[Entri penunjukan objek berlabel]
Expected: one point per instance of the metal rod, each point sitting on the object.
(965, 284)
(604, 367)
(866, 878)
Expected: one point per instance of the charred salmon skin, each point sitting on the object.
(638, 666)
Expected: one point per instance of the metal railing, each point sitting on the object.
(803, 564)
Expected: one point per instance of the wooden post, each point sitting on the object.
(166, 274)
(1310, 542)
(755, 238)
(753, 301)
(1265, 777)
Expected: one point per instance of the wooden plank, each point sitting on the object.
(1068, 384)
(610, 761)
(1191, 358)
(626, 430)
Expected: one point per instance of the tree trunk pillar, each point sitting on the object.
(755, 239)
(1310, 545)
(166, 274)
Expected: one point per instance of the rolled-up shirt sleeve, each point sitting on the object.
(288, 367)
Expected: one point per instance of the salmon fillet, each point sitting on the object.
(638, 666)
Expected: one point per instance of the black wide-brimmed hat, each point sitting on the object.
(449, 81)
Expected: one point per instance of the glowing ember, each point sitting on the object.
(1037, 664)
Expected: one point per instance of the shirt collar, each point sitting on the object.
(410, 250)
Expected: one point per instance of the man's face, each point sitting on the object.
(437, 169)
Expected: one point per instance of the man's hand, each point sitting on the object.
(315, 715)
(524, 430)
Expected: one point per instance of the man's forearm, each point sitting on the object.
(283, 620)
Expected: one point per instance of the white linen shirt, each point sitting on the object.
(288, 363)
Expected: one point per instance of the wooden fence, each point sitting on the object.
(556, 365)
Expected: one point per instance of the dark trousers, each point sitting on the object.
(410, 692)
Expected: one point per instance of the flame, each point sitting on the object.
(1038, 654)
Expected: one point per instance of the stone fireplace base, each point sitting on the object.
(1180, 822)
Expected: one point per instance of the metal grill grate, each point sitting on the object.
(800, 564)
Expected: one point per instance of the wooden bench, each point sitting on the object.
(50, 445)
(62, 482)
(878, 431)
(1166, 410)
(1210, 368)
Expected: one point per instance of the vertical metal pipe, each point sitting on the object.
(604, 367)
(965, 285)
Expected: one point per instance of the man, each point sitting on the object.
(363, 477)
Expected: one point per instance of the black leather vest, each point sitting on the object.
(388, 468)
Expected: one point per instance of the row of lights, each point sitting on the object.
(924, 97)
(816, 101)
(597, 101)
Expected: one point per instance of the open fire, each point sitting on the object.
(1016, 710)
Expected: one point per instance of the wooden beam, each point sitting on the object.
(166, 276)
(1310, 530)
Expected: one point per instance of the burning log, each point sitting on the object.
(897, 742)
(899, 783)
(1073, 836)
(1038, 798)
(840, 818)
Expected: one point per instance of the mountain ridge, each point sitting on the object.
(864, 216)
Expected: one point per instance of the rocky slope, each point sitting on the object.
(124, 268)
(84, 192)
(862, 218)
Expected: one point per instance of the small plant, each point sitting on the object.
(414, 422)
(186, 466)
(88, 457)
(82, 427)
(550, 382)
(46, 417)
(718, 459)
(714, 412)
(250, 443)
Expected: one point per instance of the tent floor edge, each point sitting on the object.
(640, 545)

**SOAL**
Tulis ulang semua baris di atas tanpa mengubah satu huruf atau angka pun.

**JAWABAN LENGKAP**
Expected: one point per instance of the metal rod, each point sitting on the object.
(965, 284)
(604, 367)
(866, 878)
Expected: one point per instance of the charred salmon skin, each point sitting on the object.
(638, 666)
Expected: one point per instance of the metal railing, each point sitting on the object.
(803, 564)
Expected: one point per instance of the wooden post, each point sitting on the object.
(166, 274)
(1310, 542)
(755, 238)
(753, 301)
(1265, 777)
Expected: one point per instance of the wooden plank, each point sitting on the object.
(1068, 384)
(610, 761)
(1191, 358)
(626, 430)
Expected: one point per instance of the tree trunk pillar, each point sitting on the object.
(755, 239)
(1310, 545)
(166, 274)
Expected: one point per instance of the rolled-up shirt sleeve, each point sitting on the object.
(288, 367)
Expected: one point per instance of the salmon fillet, each point sitting on the object.
(638, 666)
Expected: one point per instance of the black wide-brimmed hat, each point sitting on the object.
(449, 81)
Expected: one point per instance of the glowing ember, each point sitting on the object.
(1037, 664)
Expected: one point per instance of the shirt collar, each point sitting on the object.
(410, 250)
Expected: one point per instance of the man's face, each point sitting on the object.
(437, 169)
Expected: one point per instance of the man's hand, each point sitting on the object.
(315, 715)
(524, 430)
Expected: one point per instance of the man's forearm, each point sitting on the object.
(283, 620)
Expected: one point per instance of the white linen shirt, each point sitting on the object.
(288, 363)
Expected: one point per instance of the wooden fence, each point sitting on the object.
(556, 365)
Expected: one point per instance of the dark trousers, each point sitting on the object.
(410, 692)
Expected: one point per instance of the flame, each point sitting on the object.
(1038, 654)
Expected: one point per instance of the stone fireplace base, each point sitting on the object.
(1180, 822)
Expected: one point per instance of the metal grill grate, each point sitting on the object.
(800, 564)
Expected: one point per instance of the wooden bench, each point sitting on the object.
(50, 445)
(62, 482)
(878, 431)
(1166, 410)
(1210, 368)
Expected: one point per instance of the vertical metal pipe, each point sitting on the object.
(604, 367)
(965, 285)
Expected: one point per instance of the man, each point sitting on the object.
(363, 477)
Expected: one point per instance of the black leather vest, each point sitting on the object.
(388, 468)
Expected: one point per instance of the row of lights, each point sitting on the object.
(924, 97)
(816, 101)
(597, 101)
Expected: one point per instance of the open fire, each point sitting on the object.
(1016, 710)
Expected: one point per instance of the wooden beam, each point sitting on the object.
(166, 276)
(1310, 530)
Expected: one point per instance of the burning log, each point sitting on the object.
(897, 742)
(899, 783)
(1073, 836)
(1038, 798)
(840, 818)
Expected: one point per instance of the mountain ridge, each point sitting on the object.
(864, 216)
Expected: one point per instance of the rocky slope, each point sitting on the object.
(124, 268)
(84, 192)
(862, 218)
Expected: one point per instance of the small plant, each point sitting on the object.
(414, 422)
(186, 466)
(88, 457)
(82, 427)
(550, 382)
(46, 417)
(718, 459)
(714, 412)
(250, 443)
Expected: one point per instance of the tent floor edge, each point sitting on the object.
(640, 545)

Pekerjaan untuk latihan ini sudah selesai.